───── Material provided

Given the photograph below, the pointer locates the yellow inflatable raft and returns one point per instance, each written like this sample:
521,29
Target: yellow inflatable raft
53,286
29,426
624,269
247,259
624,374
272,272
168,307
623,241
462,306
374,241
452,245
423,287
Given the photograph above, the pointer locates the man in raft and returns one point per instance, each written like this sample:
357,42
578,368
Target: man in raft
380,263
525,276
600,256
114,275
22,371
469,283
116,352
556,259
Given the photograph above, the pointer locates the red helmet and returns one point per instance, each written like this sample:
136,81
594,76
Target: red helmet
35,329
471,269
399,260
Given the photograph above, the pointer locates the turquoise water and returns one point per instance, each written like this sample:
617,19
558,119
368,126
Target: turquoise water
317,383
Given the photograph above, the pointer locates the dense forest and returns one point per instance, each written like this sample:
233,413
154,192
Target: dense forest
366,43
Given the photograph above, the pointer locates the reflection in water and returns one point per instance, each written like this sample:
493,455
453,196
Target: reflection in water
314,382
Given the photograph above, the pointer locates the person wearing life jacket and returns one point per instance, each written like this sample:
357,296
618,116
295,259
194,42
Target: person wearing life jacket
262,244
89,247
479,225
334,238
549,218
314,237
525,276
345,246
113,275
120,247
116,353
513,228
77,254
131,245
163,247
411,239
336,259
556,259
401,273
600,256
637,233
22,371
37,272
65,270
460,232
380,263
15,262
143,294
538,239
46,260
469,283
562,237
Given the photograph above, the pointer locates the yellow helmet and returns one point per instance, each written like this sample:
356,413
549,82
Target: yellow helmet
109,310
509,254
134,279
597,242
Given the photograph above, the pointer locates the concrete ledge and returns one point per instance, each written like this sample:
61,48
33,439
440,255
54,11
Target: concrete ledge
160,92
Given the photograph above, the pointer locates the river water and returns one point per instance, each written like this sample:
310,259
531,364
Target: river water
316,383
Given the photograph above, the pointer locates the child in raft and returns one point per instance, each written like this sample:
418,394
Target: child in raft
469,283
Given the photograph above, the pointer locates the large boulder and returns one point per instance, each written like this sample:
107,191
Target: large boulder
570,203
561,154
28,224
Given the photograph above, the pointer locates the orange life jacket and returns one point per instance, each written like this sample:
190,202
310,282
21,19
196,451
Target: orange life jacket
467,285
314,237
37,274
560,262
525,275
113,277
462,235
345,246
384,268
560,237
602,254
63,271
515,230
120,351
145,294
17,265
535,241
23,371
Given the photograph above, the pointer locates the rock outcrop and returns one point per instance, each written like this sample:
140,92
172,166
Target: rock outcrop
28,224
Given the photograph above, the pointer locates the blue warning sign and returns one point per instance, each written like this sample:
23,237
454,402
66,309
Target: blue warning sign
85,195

──────────
───── Material provided

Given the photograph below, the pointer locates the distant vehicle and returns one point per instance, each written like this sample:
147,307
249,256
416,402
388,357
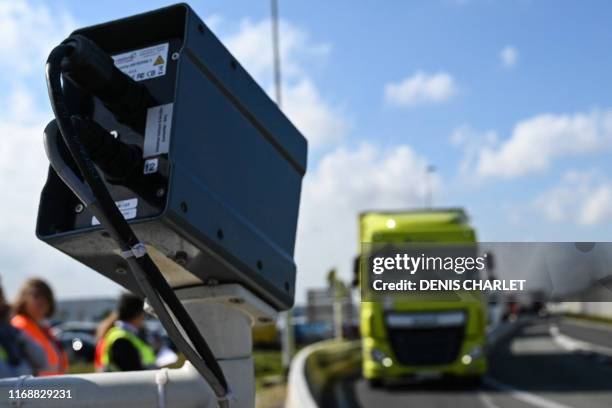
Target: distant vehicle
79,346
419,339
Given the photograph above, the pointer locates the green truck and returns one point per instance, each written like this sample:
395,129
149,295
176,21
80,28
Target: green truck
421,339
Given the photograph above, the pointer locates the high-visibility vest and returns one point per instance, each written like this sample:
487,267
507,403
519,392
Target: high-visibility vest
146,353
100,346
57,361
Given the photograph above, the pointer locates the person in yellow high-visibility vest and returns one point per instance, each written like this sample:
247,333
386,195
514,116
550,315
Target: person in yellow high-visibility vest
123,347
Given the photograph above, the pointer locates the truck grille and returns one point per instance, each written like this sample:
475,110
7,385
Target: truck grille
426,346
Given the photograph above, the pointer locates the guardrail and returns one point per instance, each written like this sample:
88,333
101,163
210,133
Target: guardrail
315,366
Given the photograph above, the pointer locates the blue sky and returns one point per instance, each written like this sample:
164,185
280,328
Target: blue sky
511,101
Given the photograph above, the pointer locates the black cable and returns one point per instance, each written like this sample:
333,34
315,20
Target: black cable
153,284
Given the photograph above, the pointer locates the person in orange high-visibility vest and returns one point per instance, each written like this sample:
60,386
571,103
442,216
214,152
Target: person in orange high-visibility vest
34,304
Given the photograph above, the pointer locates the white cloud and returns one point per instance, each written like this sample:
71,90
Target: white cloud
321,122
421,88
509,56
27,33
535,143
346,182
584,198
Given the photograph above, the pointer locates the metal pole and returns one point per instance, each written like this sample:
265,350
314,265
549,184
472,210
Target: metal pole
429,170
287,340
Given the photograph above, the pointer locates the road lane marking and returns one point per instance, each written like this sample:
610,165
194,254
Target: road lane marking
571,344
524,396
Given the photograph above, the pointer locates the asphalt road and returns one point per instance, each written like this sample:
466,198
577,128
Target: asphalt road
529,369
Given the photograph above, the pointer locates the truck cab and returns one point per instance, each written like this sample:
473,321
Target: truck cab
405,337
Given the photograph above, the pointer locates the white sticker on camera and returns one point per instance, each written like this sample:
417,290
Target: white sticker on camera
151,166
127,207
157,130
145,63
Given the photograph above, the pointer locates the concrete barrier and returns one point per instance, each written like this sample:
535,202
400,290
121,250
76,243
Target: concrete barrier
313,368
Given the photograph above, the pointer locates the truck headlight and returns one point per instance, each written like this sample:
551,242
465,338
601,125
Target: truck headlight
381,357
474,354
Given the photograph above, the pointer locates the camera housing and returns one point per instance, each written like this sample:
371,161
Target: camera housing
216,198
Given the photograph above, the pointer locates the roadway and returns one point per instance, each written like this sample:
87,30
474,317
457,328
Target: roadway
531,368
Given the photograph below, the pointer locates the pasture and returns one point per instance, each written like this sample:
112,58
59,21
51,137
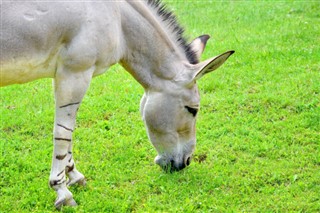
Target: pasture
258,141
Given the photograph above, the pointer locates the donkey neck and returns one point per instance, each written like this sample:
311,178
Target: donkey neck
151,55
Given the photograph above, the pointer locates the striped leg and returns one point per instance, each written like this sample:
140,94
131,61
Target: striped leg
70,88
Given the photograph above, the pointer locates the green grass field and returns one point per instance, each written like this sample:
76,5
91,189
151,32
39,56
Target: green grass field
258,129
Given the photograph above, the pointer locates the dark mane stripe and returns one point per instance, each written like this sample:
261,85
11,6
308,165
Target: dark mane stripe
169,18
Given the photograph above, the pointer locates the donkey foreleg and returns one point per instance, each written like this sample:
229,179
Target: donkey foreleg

──────────

Take from the entries every line that has the string "foreleg".

> [Task answer]
Given the photograph above, the pointer locates the donkey foreleg and returns one point per instance, each written like this sample:
Target: donkey foreleg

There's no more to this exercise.